Exercise description: Lines from the listing that hold the string "black" are what you should return.

Supplied material:
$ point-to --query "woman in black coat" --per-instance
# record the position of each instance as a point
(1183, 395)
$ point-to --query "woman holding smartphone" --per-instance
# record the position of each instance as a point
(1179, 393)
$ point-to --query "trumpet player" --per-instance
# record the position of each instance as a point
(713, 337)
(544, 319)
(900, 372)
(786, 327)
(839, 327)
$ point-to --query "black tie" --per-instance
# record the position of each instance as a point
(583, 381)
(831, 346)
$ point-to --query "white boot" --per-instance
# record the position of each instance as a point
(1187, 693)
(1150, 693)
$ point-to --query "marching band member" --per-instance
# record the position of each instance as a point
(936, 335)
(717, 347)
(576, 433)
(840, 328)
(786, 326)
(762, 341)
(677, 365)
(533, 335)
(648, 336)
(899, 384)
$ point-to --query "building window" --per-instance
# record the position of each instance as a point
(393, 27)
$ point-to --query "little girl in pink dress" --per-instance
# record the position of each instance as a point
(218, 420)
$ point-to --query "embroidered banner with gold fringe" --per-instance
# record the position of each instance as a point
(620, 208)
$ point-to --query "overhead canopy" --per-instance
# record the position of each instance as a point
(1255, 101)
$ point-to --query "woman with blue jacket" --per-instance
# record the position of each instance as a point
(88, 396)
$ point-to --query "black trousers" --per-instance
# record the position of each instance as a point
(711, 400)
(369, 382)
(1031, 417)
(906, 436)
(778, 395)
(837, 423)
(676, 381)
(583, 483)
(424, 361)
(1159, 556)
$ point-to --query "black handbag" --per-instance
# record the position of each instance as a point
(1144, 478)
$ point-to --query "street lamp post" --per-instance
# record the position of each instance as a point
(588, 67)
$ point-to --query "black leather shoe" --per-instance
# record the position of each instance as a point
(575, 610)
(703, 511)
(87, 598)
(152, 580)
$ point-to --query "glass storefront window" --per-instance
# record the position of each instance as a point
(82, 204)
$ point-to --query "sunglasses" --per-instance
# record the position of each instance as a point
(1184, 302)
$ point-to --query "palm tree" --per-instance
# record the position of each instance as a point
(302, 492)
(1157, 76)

Response area:
$ point-to --query "woman in black coat" --per-instance
$ point-to --query "black tie" --per-instance
$ point-to --query "black trousers" --per-instance
$ point-to --query "black handbag" --per-instance
$ point-to --query "black leather shoe" --per-instance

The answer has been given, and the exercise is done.